**WHAT THE EXERCISE ASKS**
Arrange the stretch from the start of the entries below through the line containing "[482,144,509,187]", both ends included, as a JSON list of strings with one string per line and blank lines omitted. Leave the pictures out of the answer.

============

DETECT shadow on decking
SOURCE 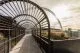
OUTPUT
[53,48,73,53]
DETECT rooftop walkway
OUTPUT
[10,34,42,53]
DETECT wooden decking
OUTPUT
[10,34,42,53]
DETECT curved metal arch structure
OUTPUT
[42,7,63,30]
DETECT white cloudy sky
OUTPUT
[32,0,80,29]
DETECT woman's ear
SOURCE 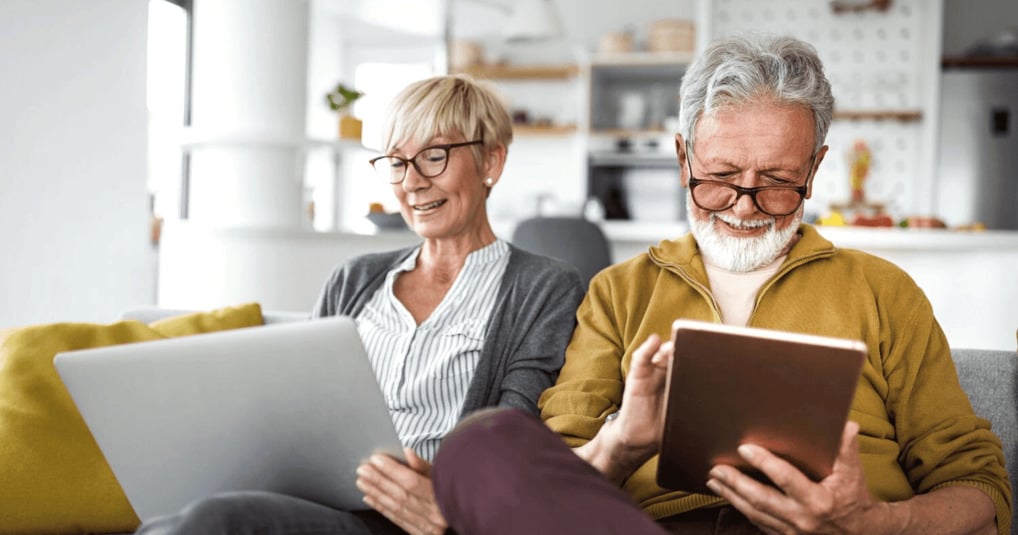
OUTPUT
[482,144,509,187]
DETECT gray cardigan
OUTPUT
[312,245,585,417]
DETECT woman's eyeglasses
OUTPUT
[367,139,484,184]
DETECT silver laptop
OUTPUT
[54,317,403,521]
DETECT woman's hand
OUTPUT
[357,448,449,535]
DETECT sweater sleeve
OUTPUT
[539,277,625,448]
[884,284,1012,534]
[498,258,583,415]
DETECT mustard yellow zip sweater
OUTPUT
[539,225,1011,535]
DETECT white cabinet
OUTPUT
[586,53,692,222]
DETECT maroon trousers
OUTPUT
[432,409,758,535]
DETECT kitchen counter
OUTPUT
[159,221,1018,349]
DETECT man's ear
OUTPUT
[805,145,829,198]
[675,134,689,187]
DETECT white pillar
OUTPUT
[188,0,308,228]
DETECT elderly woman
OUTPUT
[140,76,583,534]
[423,36,1011,535]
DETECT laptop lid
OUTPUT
[54,317,403,521]
[658,319,866,493]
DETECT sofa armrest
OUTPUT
[120,306,310,325]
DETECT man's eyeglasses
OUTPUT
[686,143,816,218]
[367,139,483,184]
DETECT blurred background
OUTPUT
[0,0,1018,348]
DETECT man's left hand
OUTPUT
[357,448,449,535]
[708,422,887,534]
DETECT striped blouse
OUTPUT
[356,239,509,461]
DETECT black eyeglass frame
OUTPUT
[367,139,485,184]
[686,141,816,218]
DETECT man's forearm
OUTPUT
[573,421,655,485]
[882,486,998,535]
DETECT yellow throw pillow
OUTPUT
[0,303,263,534]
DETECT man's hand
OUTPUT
[706,422,901,534]
[575,335,672,484]
[357,448,449,535]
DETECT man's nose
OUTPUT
[732,193,758,219]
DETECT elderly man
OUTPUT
[434,38,1011,534]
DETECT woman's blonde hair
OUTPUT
[382,74,512,171]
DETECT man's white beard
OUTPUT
[686,191,802,273]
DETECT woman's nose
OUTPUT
[402,164,430,191]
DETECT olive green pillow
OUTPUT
[0,303,263,534]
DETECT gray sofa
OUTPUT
[123,307,1018,535]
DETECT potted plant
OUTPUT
[325,82,364,139]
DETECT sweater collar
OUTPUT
[647,223,837,283]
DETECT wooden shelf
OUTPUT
[590,52,693,67]
[457,65,579,80]
[512,124,576,135]
[834,110,922,122]
[941,56,1018,69]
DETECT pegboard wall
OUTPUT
[705,0,941,217]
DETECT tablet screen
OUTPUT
[658,320,866,493]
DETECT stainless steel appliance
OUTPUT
[935,66,1018,230]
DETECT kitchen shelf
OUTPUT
[589,151,679,168]
[457,65,579,80]
[590,52,693,67]
[941,56,1018,69]
[512,124,576,135]
[834,110,922,122]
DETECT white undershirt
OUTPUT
[356,239,509,461]
[703,255,787,326]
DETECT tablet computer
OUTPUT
[658,319,866,493]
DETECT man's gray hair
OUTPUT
[679,36,834,152]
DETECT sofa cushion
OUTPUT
[0,303,263,533]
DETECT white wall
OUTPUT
[944,0,1018,56]
[0,0,155,329]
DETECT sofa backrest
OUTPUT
[951,349,1018,535]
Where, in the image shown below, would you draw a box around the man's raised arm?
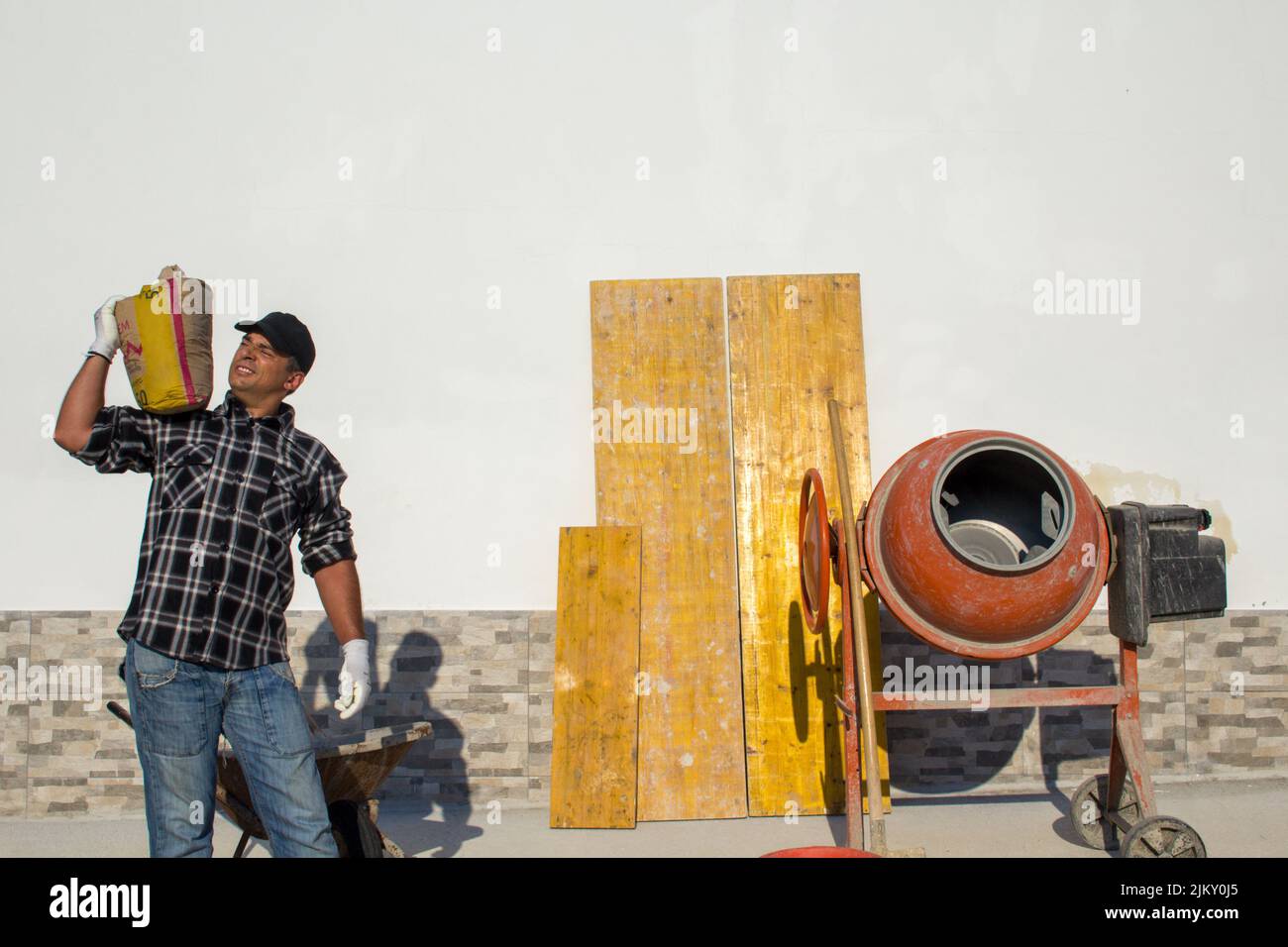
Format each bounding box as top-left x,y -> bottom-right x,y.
54,296 -> 158,473
54,356 -> 112,454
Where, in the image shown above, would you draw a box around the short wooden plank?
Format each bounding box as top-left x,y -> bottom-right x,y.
590,278 -> 747,822
550,526 -> 641,828
729,273 -> 889,815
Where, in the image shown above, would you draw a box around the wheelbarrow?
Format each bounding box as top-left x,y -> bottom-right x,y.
107,701 -> 434,858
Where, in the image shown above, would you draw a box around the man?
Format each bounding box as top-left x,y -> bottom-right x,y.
54,296 -> 370,857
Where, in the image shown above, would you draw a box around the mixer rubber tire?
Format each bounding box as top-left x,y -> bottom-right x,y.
1069,773 -> 1140,852
1122,815 -> 1207,858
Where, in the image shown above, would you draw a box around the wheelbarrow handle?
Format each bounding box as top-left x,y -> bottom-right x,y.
107,701 -> 134,730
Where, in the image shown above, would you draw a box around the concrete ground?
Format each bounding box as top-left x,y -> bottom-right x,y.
0,780 -> 1288,858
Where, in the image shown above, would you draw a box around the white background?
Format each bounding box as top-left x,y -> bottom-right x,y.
0,0 -> 1288,609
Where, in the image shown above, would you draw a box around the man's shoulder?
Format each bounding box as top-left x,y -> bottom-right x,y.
287,428 -> 342,474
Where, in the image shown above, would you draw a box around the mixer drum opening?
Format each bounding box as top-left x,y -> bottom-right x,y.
931,438 -> 1074,573
860,430 -> 1109,661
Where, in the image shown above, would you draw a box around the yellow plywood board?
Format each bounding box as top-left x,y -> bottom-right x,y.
729,273 -> 889,815
590,278 -> 747,822
550,526 -> 641,828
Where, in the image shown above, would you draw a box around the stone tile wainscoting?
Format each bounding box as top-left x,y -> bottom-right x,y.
0,609 -> 1288,818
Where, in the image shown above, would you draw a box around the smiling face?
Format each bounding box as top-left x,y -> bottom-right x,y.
228,333 -> 304,406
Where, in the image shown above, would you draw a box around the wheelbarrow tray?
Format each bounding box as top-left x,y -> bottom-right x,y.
215,720 -> 434,857
107,701 -> 434,858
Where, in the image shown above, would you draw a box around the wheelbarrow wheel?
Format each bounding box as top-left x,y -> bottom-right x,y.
1069,773 -> 1140,852
327,798 -> 385,858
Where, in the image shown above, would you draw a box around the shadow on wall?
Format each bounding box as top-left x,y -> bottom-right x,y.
297,620 -> 483,858
789,603 -> 1127,805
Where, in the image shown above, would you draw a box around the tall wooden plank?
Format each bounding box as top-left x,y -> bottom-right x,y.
590,278 -> 747,822
729,273 -> 889,815
550,526 -> 641,828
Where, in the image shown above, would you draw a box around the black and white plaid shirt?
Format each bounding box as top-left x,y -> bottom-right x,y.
72,391 -> 357,670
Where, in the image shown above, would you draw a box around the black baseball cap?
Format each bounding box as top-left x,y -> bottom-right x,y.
233,312 -> 317,374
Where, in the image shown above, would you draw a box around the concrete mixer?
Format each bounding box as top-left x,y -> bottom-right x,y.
798,401 -> 1227,857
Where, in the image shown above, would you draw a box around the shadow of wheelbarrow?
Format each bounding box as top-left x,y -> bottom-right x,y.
107,701 -> 434,858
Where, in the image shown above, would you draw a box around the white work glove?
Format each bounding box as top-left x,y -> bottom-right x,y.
335,638 -> 371,720
85,296 -> 125,362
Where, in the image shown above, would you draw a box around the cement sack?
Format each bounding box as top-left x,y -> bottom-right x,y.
113,266 -> 215,415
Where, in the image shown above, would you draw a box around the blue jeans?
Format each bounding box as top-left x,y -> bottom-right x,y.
125,638 -> 339,858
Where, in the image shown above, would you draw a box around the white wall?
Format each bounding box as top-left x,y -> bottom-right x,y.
0,0 -> 1288,609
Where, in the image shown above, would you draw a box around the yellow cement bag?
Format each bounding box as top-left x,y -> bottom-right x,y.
113,266 -> 215,415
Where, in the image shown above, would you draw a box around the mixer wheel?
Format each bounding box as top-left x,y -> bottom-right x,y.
1069,773 -> 1140,852
1122,815 -> 1207,858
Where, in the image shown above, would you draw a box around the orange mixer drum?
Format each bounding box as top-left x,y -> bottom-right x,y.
862,430 -> 1109,660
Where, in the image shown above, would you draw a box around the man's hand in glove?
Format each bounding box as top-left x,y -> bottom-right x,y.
335,638 -> 371,720
85,296 -> 125,362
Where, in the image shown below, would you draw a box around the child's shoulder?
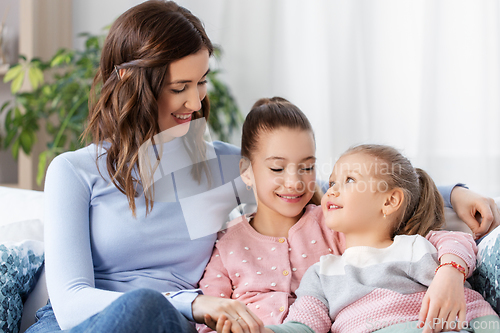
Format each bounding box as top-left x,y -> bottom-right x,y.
217,215 -> 252,243
302,204 -> 323,222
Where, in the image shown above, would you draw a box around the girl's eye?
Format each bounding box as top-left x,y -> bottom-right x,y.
302,165 -> 314,171
172,87 -> 186,94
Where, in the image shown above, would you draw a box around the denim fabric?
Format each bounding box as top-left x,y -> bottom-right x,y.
26,289 -> 197,333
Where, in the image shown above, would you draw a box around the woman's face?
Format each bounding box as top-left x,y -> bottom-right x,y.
158,48 -> 209,137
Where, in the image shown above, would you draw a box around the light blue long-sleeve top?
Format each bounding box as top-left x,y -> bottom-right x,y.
45,139 -> 453,329
45,139 -> 247,329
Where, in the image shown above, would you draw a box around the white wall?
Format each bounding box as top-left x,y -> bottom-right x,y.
0,0 -> 19,184
69,0 -> 500,196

============

**TASK RESPONSE**
[
  "DETECT shadow on decking",
  "SOURCE ",
  "OUTPUT",
  "[53,48,73,53]",
  "DETECT rooftop walkway",
  "OUTPUT",
  "[10,34,42,53]",
  "DETECT wooden decking",
  "OUTPUT",
  "[10,34,42,53]",
  "DETECT curved metal arch structure",
  "OUTPUT",
  "[42,7,63,30]",
  "DETECT white cloudy sky",
  "OUTPUT",
  "[32,0,80,29]",
  "DETECT woman's ear",
  "SOURCE ",
  "OUTPUT",
  "[482,144,509,187]"
]